## Excerpt
- - - -
Ah, yeah, I think the outline I had was why we decided that even a file
with the same timestamp as the start of the backup couldn't be trusted.

> To be clear, you don't have an invalid backup *now*, as replay of the WAL
> will fix it up.  You will have an invalid backup next time you take a
> backup, using a copy of the backup you just took now as the rsync
> destination of that future backup.

Correct.

> If you were to actually fire up a copy of the backup and go through
> recovery, then shut it down, and then use that post-recovery copy as the
> destination of the rsync, would that eliminate the risk (barring clock skew
> between systems)?

I believe it would *change* things, but not eliminate the risk- consider
this: what's the timestamp going to be on the files that were modified
through WAL recovery?  It would be *after* the backup was done.  I
believe (but not sure) that rsync will still copy the file if there's
any difference in timestamp, but it's technically possible that you
could get really unlikely and have the same post-backup timestamp as the
file ends up having when the following backup is done, meaning that the
file isn't copied even though its contents are no longer the same (the
primary server's copy has whatever was written to that file in the same
second that the restored server was writing the WAL replay into the
file).
- - - -
Records drawn from a dataset
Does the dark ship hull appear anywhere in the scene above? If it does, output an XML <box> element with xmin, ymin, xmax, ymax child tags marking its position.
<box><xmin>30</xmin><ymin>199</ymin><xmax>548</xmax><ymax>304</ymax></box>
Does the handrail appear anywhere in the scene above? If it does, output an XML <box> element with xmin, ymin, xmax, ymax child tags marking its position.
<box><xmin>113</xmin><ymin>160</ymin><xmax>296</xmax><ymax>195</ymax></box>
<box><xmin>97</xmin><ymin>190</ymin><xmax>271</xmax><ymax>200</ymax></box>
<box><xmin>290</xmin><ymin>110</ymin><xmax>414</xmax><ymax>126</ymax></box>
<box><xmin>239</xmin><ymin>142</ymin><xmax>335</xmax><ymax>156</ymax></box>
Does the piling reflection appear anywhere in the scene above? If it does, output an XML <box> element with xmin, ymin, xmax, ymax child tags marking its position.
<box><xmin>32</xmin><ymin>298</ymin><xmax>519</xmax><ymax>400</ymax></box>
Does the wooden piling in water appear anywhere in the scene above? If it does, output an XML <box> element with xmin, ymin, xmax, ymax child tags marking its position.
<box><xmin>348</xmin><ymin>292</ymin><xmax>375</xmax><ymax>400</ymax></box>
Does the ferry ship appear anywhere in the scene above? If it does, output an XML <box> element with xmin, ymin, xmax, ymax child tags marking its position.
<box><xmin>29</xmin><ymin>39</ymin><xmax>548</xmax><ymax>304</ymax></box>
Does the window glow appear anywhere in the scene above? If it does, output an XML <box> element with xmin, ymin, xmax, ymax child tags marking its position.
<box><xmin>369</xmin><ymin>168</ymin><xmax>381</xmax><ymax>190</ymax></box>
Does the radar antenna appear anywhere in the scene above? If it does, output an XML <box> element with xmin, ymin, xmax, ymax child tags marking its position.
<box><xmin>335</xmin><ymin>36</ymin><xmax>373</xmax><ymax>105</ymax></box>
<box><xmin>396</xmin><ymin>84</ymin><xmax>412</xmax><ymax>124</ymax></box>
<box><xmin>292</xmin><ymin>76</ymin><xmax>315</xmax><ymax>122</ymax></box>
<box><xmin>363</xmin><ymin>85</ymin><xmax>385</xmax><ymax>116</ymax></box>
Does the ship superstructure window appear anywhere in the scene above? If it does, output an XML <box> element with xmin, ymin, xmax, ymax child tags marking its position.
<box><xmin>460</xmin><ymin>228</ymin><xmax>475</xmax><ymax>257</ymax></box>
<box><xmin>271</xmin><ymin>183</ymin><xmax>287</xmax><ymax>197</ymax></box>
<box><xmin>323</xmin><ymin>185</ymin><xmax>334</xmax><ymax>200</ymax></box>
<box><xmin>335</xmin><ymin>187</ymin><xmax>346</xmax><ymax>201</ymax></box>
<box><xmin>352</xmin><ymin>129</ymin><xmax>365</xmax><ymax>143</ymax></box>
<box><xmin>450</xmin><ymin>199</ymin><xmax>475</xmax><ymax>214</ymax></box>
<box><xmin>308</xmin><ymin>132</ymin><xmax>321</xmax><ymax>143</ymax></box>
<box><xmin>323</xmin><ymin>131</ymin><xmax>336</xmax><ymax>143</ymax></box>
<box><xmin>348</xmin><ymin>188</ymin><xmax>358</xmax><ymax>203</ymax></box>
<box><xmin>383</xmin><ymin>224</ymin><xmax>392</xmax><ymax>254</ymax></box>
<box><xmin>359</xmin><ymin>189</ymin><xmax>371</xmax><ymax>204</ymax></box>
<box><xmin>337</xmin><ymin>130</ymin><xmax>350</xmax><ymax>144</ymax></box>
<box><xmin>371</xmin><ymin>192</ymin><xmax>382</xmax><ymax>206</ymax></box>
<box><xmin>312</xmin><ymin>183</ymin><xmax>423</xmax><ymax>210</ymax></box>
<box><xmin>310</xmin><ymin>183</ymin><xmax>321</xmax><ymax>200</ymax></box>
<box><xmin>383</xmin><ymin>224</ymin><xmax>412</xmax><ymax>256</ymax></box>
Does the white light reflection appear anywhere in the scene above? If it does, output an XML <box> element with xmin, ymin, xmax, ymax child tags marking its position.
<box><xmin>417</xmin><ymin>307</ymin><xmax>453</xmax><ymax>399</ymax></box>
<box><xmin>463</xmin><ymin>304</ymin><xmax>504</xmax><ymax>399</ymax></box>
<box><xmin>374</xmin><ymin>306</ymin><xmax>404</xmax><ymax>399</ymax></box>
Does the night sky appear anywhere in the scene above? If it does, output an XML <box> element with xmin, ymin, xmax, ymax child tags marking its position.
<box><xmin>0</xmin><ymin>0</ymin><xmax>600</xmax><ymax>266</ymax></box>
- - - -
## Goal 1
Quote the passage of the excerpt on rsync backups that opens with the words containing "Ah, yeah, I" and closes with "that future backup.".
## Goal 2
According to the excerpt on rsync backups, what will fix up the backup taken now so that it is not invalid?
## Goal 3
Summarize the excerpt on rsync backups in two sentences.
The listing was taken from a source separate from the excerpt on rsync backups.

## Correct answer 1
Ah, yeah, I think the outline I had was why we decided that even a file
with the same timestamp as the start of the backup couldn't be trusted.

> To be clear, you don't have an invalid backup *now*, as replay of the WAL
> will fix it up.  You will have an invalid backup next time you take a
> backup, using a copy of the backup you just took now as the rsync
> destination of that future backup.

## Correct answer 2
Replay of the WAL will fix it up.

## Correct answer 3
A backup taken now is not invalid because WAL replay will fix it, but a later backup will be invalid if a copy of this one is used as its rsync destination, and running recovery on that copy first would change things without eliminating the risk. Files modified through WAL recovery carry timestamps from after the backup, and one could by chance share a timestamp with the file at the next backup, so rsync might not copy it even though it no longer matches the primary server's copy.